:: 行うこと ::
1. 安藤忠雄の本についての記事では、フォーラム「美しい日本2004」はいつ、どこで開かれたと書かれていますか。
2. 安藤忠雄の本についての記事を、最後の文に続けて書き進めてください。

:: 記事 ::
····················

ただ、茂木健一郎も読んでいたので気になったというのが正直なところ。
だいたい、日本人の建築家の書いた本で面白い本にめぐりあった事がない。これは、ちょっと不幸な事だと、自分でも思う。
しかし、この本は、面白かった。
昨年(2004年)の11月11日に目黒の雅叙園にて「美しい日本2004」というフォーラムが開かれ
その基調講演で安藤忠雄を聞いた。
○「美しい日本2004」のレポート
○安藤忠雄の基調講演のレポート
僕が学生時代には、安藤はすでに六甲の集合住宅の第一期とよばれている部分を完成させていた。沖縄でフェスティバルという商業施設も出来た。僕は建築雑誌でそれらを熱心に見ていた。嫌いではないけれども、それほど熱を入れて見ていたわけではない。
歳をかさねるごとに、建築デザインの新しい動向がそれほど気にならなくなってきていたから、最近の安藤忠雄についてはまったくの無知だった。だからこそ、安藤忠雄の生の声を聞いてみたいと思ったのだ。
その安藤忠雄の講演は面白かった。建築というものを実現するための熱き思いが安藤自身の口から語られていた。武蔵美に在学中の学園祭に安藤忠雄がシンポジュームで来た事があったが、その時の話はつまらなかった。それに比べたら雲泥の差だ。言葉に、血と肉が踊っている。なんだか、僕は安藤忠雄に感動して帰ってきた。
そんな記憶があるから茂木さんが読んでいるというこの本に反応してしまったのだろう。
この本の内容は、いかに安藤忠雄が国際コンペで敗れ続けているかという、正にタイトル通り。
東京大学の大学院生に向けた講義録をまとめたものでもある。
この本の中で、安藤はコンペを通して社会にコミットメントしてゆく意義を語る。その語り口が熱い。目黒で聞いた安藤の言葉がそのままここにはあった。

····················

(コレクションから抽出したデータ)

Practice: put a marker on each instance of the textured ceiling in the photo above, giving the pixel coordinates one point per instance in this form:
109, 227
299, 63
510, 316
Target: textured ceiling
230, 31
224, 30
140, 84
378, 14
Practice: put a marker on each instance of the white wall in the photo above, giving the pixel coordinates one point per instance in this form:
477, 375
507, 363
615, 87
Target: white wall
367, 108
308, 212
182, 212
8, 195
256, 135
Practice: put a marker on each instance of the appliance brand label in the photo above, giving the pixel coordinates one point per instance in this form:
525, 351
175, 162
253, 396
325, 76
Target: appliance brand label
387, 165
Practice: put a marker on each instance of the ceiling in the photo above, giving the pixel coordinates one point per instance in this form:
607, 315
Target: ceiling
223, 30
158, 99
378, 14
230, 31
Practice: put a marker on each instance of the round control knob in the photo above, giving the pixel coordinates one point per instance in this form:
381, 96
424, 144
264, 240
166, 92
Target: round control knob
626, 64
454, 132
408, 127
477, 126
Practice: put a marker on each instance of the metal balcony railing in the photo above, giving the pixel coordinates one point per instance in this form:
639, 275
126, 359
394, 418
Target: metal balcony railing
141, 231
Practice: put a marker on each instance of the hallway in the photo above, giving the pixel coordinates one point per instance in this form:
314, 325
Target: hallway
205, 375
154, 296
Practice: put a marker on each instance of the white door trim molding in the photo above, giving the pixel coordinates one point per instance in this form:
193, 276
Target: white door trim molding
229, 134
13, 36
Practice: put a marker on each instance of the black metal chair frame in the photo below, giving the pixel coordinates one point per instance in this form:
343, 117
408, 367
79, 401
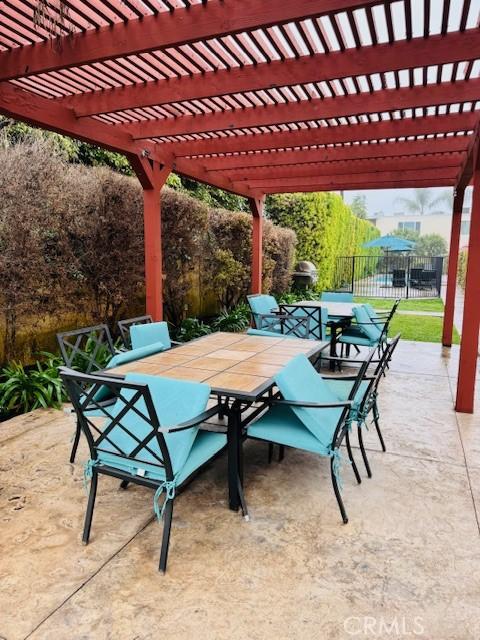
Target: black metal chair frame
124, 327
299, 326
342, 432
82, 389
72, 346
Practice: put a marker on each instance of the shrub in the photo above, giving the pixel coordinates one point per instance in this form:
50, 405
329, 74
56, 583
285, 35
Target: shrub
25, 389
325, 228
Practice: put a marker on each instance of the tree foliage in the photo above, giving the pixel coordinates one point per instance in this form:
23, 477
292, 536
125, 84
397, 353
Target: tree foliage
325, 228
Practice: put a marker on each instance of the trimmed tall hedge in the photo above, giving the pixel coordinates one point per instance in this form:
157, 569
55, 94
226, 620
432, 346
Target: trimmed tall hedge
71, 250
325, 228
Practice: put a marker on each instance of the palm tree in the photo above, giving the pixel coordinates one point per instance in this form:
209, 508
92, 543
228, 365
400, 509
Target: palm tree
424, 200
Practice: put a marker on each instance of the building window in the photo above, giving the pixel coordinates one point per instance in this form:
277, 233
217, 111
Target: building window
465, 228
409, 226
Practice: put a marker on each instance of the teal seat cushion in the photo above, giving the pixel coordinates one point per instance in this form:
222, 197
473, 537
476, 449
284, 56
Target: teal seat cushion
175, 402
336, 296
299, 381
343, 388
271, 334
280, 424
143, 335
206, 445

····················

:: 回答 ::
1. 2004年11月11日に、目黒の雅叙園で開かれた。

2.
四つの講義としてまとめられた内容は
第1講--コンペとはなにか
第2講--昔からそこにあったものと新しいものとの関係
第3講--環境問題
第4講--自分の原点
およそ、そんなような主題ですすめられてゆく。
それにしても、本書にちりばめられた建築をめぐるさまざまな事。安藤忠雄がこれほどまでに博識だったとは。ただの喧嘩が強い建築家ではなかったのだ、というのは冗談だが、すべて独学である事を考えると、現在の学校教育とはいったい何なのかとも思えてくるし、そういう安藤が東大の教授をやっているというのも興味深い。
僕の場合は、圧倒的に個人住宅が多いので、個人住宅を通して社会にコミットメントする事はなかなか難しい。しかし、「設計をする」ということに対する基本姿勢は安藤忠雄から大いに学びたいと思った。
それは、設計者(あえて建築家という言葉を使いませんが)というのは、クライアントに対して、いかに与えられた条件の中で、どのくらい可能性をプレゼンテーション出来るかという事にかかっていると僕は思っているからで、安藤はそこのプロセスをなおざりにしない。できる限りのことをやる。そうした一つ一つの積み重ねが今の安藤忠雄をつくってきたのだと思うからだ。それは、この本の中の安藤の言葉が物語ってくれている。